══ Input records ══
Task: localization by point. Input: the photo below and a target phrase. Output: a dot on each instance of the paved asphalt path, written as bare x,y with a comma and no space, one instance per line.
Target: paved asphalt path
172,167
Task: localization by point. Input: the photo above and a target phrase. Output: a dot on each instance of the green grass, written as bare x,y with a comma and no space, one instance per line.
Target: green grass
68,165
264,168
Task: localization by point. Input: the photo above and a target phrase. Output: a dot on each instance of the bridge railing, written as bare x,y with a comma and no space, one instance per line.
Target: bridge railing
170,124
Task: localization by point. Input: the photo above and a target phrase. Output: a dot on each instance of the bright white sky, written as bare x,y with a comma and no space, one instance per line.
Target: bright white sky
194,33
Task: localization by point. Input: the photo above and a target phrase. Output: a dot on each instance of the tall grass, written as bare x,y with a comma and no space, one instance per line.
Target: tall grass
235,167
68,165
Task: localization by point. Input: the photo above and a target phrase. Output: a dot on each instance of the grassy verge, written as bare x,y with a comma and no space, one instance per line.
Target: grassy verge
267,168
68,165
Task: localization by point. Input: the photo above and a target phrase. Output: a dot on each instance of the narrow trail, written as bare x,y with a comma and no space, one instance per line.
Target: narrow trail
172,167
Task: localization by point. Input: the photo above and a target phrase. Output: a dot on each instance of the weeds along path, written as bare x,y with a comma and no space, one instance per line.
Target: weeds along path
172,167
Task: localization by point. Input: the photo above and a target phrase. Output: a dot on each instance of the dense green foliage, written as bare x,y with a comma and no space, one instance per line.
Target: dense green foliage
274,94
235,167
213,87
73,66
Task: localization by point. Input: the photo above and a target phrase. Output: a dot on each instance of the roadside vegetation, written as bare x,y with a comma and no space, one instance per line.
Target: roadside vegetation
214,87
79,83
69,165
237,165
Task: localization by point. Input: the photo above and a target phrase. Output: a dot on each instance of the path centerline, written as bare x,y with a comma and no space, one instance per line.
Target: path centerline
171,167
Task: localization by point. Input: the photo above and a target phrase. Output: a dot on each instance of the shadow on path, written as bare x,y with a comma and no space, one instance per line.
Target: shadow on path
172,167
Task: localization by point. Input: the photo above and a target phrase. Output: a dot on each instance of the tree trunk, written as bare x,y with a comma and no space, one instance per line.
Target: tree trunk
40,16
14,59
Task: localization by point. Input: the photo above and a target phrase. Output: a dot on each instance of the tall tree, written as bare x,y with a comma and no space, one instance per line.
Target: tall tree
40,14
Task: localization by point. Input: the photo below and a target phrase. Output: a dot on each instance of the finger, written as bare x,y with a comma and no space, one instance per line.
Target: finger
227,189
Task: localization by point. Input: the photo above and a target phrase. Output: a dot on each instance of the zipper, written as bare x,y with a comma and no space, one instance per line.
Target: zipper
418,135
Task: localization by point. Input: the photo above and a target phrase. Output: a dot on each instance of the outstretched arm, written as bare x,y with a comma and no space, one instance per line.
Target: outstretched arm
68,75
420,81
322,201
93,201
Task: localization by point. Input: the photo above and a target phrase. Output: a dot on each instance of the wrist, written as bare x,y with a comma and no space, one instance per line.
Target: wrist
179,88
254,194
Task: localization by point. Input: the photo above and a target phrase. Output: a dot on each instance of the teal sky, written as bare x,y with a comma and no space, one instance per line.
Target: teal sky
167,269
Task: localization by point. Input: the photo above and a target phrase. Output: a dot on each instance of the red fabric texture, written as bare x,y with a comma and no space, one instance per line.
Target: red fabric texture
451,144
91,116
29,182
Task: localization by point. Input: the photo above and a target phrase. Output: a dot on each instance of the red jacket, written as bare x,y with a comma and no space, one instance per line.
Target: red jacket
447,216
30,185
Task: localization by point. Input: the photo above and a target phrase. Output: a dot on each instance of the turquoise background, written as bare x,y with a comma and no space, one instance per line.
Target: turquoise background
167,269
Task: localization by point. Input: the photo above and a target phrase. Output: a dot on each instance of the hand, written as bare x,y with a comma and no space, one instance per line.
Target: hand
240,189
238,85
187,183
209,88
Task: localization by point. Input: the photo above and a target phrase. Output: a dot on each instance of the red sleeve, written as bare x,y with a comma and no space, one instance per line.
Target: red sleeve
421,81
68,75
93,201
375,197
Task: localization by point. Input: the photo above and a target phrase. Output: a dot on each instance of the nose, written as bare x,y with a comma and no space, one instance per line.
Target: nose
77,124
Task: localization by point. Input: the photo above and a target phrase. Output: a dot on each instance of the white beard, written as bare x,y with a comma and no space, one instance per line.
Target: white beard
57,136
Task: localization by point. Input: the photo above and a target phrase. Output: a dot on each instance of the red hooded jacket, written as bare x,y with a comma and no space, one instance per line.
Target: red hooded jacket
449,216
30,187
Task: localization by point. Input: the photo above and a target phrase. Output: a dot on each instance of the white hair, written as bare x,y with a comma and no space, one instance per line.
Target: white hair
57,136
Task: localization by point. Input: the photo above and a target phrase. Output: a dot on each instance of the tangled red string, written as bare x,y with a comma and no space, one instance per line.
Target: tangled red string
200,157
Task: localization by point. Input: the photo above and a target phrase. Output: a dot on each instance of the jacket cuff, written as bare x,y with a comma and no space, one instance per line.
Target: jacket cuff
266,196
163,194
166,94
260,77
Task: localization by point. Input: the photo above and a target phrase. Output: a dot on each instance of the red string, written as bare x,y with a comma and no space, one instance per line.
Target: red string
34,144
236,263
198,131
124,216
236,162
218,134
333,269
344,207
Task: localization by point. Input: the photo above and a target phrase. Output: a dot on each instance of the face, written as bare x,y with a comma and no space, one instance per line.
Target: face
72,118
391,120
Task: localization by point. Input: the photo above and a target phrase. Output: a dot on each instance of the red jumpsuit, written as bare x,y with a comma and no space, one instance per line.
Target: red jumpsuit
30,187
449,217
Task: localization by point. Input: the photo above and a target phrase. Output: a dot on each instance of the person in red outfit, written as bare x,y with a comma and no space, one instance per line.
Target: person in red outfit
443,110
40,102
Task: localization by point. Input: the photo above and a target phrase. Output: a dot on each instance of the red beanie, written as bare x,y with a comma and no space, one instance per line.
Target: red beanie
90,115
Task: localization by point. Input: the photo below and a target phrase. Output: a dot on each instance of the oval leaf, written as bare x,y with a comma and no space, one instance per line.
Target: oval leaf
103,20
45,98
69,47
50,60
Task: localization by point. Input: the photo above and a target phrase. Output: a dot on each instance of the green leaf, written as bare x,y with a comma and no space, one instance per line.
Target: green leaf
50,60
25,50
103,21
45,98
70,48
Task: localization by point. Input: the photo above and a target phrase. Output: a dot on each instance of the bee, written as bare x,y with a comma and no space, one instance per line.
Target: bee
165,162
═══
*Instructions to follow*. The full set of entries must be transcribed exactly.

*Expected output*.
Task: localization by point. Input: the photo below and a target phrase. Output: a dot on each instance of the paved asphalt path, written as bare x,y with a comma and no space, one instance per line.
Target: paved asphalt path
172,167
Task: localization by point. Input: the photo above and a target phrase. Output: a dot on each instance of the green grass, written as bare x,y with a comma and no space, one instance per line.
Target: green grass
68,165
264,168
Task: localization by point. Input: the photo above and a target phrase. Output: a dot on each instance of the bridge railing, written as bare x,y with a comma and no space, one instance per line.
Target: bridge railing
170,124
Task: localization by point. Input: the photo above and a target phrase. Output: a dot on each instance of the bright white sky, written as bare x,y with a comma and no space, one instance per line.
Target: bright white sky
194,33
Task: localization by point. Input: the photo above and a target phrase. Output: a dot on each instance of the tall grass, written as bare x,y with a comma and no space, one instance per line.
Target: tall grass
235,167
68,165
Task: localization by point. Input: the photo above and a target phrase. Output: a dot on each instance of the grassy verge, written as bare x,y with a comma and no space, one instance per line.
Target: grassy verge
267,168
68,165
Task: localization by point. Input: the photo above and a target phrase. Output: a dot on each instance of the narrow trail, written as bare x,y with a comma and no space, one instance per line.
Target: narrow trail
172,167
Task: localization by point. Input: the photo above and a target phrase. Output: a dot on each instance of the weeds along path, written as bare x,y with a comma and no space, one instance per line.
Target: weeds along path
172,167
Task: localization by point. Input: the photo above and a target phrase. Output: a dot on each instance of the dense green foliage, written as bare x,y with a comma and no space, one instance per line.
Target: dense green foliage
274,94
235,167
213,87
73,66
Task: localization by point. Input: the photo above and a target phrase. Output: a dot on each instance of the roadside vegetation, written as bare x,y with a comma and no space, one instance per line.
Target: roadside vegetation
214,87
79,83
69,165
237,165
Task: localization by point. Input: the photo above and a target phrase. Output: a dot on each instance of the path centerline, written as bare x,y with a comma and no space, one instance per line.
Target: path centerline
171,167
Task: localization by point. Input: the photo above and a target phrase. Output: a dot on each instance of the shadow on path, written as bare x,y with a comma and no space, one instance per line.
Target: shadow on path
172,167
Task: localization by point. Input: the photo above and a target phrase. Output: a dot on each instance of the tree trunk, written as bare x,y with a comma and no space, one instance per line.
Target: tree trunk
40,16
14,59
Task: localization by point. Input: the photo above and a target phrase. Output: a dot on each instance of the tall tree, written as bare x,y with a comma and no space, one instance per line.
Target: tall tree
40,14
Task: localization by point. Input: the photo below and a target phrase. Output: a dot on each instance of the finger, written as bare x,y with a comma and no space, one instance per line.
Target: finger
227,189
Task: localization by point. Input: the photo above and a target phrase. Output: a dot on each instance of the zipper, written as bare x,y with a comma and no space, one instance per line.
Target: zipper
418,135
Task: localization by point. Input: the photo above and a target phrase. Output: a dot on each instance of the outstretched arm, written as bare x,y with a comma and no space, one instance per line.
Target: outstretched arm
68,75
420,81
322,201
93,201
Task: localization by point. Input: the photo above and a target phrase. Output: a dot on each instance of the wrist, written as bare x,y with a comma and no space, one instance per line.
Target: wrist
179,88
254,194
Task: localization by point. Input: the photo above and a target phrase. Output: a dot on each instance of the teal sky, written as bare x,y with a comma and no space, one instance per line.
Target: teal sky
167,269
Task: localization by point. Input: the photo above and a target phrase. Output: a dot on each instance of the red fabric texture, written as bare x,y with a comma and no space, one instance per line.
Target: red fabric texture
451,144
91,116
29,182
Task: localization by point. Input: the photo above and a target phrase. Output: a dot on each instance of the red jacket, written as bare x,y with a comma and no space, one instance per line.
Target: red jacket
447,216
30,185
Task: localization by point. Input: the photo above and a target phrase. Output: a dot on each instance of the turquoise background, written as bare x,y with a comma and no space, one instance per line.
Target: turquoise background
167,269
Task: localization by point. Input: the photo above and a target phrase. Output: a dot on each instance of the hand, written as bare x,y with a comma and no space, one instance per line.
Target: hand
240,189
238,85
187,183
209,88
Task: localization by point. Input: the photo above and a target phrase. Output: a dot on each instance of the red sleeve, written as bare x,y with a comma and no space, one instance per line.
Target: red sleeve
421,81
68,75
93,201
375,197
Task: localization by point. Input: the photo above and a target phrase. Output: a dot on each instance of the nose, written as bare x,y with a comma and no space, one instance per line.
Target: nose
77,124
Task: localization by point. Input: the photo above and a target phrase. Output: a dot on each instance of the white beard, written as bare x,y with a comma and no space, one instance per line.
Target: white beard
57,136
Task: localization by point. Input: the photo above and a target phrase. Output: a dot on each instance of the red hooded jacket, written as bare x,y with a comma and no space, one instance per line.
Target: red hooded jacket
449,216
30,187
Task: localization by point. Input: the photo above and a target phrase. Output: a dot on each instance of the white hair, written as bare x,y with a comma and no space, one instance per line.
Target: white hair
57,136
Task: localization by point. Input: the photo above and a target phrase. Output: a dot on each instance of the tangled red string, written as bare x,y with a comma and no space, one instance per line.
Target: tangled red string
200,157
Task: localization by point. Input: the photo above and a target phrase. Output: a dot on each instance of the jacket cuff, written as bare x,y with a comma and no space, one instance per line.
Target: jacket cuff
266,196
163,194
166,94
260,77
Task: localization by point. Input: the photo above and a target phrase. Output: a dot on each instance of the red string, written as bare x,y with a comma and no space, one instance per line.
Target: red string
34,144
236,263
198,131
124,216
236,162
218,134
333,269
344,207
Task: localization by point. Input: the photo above and a target phrase. Output: a dot on each instance of the face, written as bare x,y with a comma and no space, one instance per line.
Target: face
72,118
391,120
Task: localization by point. Input: the photo above and a target phrase. Output: a dot on each instance of the red jumpsuit, written as bare x,y with a comma and no space, one instance per line.
Target: red jumpsuit
30,187
449,217
Task: localization by point. Input: the photo above and a target phrase. Output: a dot on each instance of the person in red outfit, written as bare x,y with a comma and no space, one instance per line.
Target: person in red outfit
443,110
40,102
Task: localization by point. Input: the photo above and a target phrase. Output: a dot on each instance of the red beanie, written as bare x,y with a comma and no space, one instance per line.
Target: red beanie
90,115
Task: localization by point. Input: the photo below and a target phrase. Output: a dot on each instance of the oval leaf, written as bare x,y with a comma and no space, one instance per line.
Target: oval leaf
103,20
45,98
69,47
50,60
Task: localization by point. Input: the photo above and a target phrase. Output: a dot on each instance of the green leaf, written as bare x,y with a comma and no space, one instance per line.
Target: green leaf
50,60
25,50
103,21
45,98
70,48
Task: localization by point. Input: the photo above and a target phrase. Output: a dot on each instance of the bee, written as bare x,y with a comma and no space, one instance per line.
Target: bee
165,162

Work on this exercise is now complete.